Şehitlere Allah'tan rahmet, gazilere sağlıklı ve uzun ömür temennisinde bulunan Cumhurbaşkanı Erdoğan, "Şehit ve gazilerimize olan minnet borcumuzu asla ödeyemeyiz. Bugün topraklarımızda özgürce yaşıyorsak şehitlerimizin ve gazilerimizin sayesindedir" dedi.
15 Temmuz'la birlikte FETÖ'cü unsurların Türk Silahlı Kuvvetlerinden (TSK) büyük oranda temizlendiğini vurgulayan Erdoğan, şu ifadeleri kullandı:
"İçerideki hainler tasfiye edilince ordumuz adeta kendini yeniden buldu. Silahlı Kuvvetlerimizin terörle mücadeleden yurt dışı operasyonlara kadar farklı cephelerde imza attığı başarıların altında, bünyesinde yapmış olduğu işte bu temizlik vardır. Silahlı Kuvvetlerimiz asıl görevine yoğunlaşmış ve vazifesini bihakkın yerine getirmeye başlamıştır. Emniyet teşkilatımızda da benzer durum söz konusudur. Bu insicamı korumakta ve güçlendirmekte kararlıyız."
"15 Temmuz'un da en büyük destekçisi CHP'dir"
Daha önce "Darbe girişimi olursa tankın üzerine ilk ben çıkarım" ifadesini kullanan CHP Genel Başkanı Kemal Kılıçdaroğlu'nun, 15 Temmuz'daki tavrını değerlendirmesi istenen Erdoğan, demokrasiyi ve milli iradeyi savunmanın sadece iktidarın değil, herkesin görevi olduğunu, demokrasiyi hedef alan girişimler karşısında siyasi ikbal kaygısı gütmeden, korkmadan, çekinmeden tepki koymaları gerektiğini vurguladı.
"Bölgemizin geleceğinde bu örgüte yer yoktur"

□ □ □ □

Görev listesi -
A – Erdoğan'ın açıklamalarına ilişkin metne göre Erdoğan, demokrasiyi ve milli iradeyi savunmanın kimin görevi olduğunu söylüyor?
B – Erdoğan'ın açıklamalarına ilişkin metni kaldığı yerden sürdürün.

[Kayıtlı girdiler]
□ □ □ □

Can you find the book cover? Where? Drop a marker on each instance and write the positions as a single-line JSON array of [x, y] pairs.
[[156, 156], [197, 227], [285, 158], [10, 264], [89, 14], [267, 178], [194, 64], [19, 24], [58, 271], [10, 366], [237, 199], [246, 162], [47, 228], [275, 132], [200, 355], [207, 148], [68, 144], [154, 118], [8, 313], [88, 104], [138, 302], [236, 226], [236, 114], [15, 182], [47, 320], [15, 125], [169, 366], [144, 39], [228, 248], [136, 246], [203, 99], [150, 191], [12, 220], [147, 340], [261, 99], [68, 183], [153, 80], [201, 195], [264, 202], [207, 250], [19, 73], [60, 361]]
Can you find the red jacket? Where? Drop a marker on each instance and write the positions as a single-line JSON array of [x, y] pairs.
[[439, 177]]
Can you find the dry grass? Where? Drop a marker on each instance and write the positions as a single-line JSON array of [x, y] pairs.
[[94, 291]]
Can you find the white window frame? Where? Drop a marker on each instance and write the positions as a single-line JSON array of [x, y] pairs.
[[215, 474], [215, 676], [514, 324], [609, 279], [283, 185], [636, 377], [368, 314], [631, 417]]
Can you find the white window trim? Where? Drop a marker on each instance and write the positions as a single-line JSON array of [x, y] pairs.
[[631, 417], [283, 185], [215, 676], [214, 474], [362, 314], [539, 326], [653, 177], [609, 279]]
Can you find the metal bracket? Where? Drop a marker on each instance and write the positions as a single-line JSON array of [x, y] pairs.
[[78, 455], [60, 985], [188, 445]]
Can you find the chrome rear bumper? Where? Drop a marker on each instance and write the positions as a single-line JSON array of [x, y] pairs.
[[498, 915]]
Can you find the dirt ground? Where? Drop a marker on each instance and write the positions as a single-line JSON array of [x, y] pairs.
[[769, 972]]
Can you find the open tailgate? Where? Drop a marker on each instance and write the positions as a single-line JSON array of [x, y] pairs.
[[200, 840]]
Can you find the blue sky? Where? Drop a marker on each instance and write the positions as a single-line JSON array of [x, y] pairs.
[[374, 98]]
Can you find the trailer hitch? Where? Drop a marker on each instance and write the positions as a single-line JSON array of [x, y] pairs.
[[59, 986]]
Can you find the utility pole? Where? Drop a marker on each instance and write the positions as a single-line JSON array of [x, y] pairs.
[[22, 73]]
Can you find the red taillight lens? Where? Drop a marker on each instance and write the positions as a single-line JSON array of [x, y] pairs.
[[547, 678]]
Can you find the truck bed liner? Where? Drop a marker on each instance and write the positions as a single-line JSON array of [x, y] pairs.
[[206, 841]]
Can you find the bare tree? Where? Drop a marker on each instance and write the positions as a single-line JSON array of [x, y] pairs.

□ □ □ □

Beklenen yanıtlar -
A – Sadece iktidarın değil, herkesin görevi olduğunu söylüyor.

B –
TSK'nın, terör örgütü PKK'ya yönelik operasyonlarına karşılık Avrupa ve ABD kamuoyunda oluşturulmaya çalışılan algıyı yorumlaması istenen Erdoğan, şu değerlendirmelerde bulundu:
"Terörü bu toprakların kaderi olmaktan muhakkak çıkartacağız. Bu yönde son yıllarda gerçekten önemli adımlar attık. Suriye'de kurulmak istenen terör koridorunu, gerçekleştirdiğimiz operasyonlarla akamete uğrattık. Terör örgütlerinin bir dönem kol gezdiği 8 bin 200 kilometrekarelik alanı, DEAŞ ve PKK/YPG'li teröristlerden temizledik. Irak'ta da PKK hedeflerine yönelik başarılı harekatlar düzenliyoruz. Haziran ayının ortasında yapılan hava ve kara harekatları, bu sürecin parçalarıdır. PKK bu toprakların iklimine, insanına, inancına, değerlerine ve kültürüne düşman bir terör örgütüdür. On binlerce insanımızın katilidir. Bölgemizin geleceğinde bu örgüte yer yoktur."
"İHA ve SİHA'lara yönelik de çok ciddi dış talep var"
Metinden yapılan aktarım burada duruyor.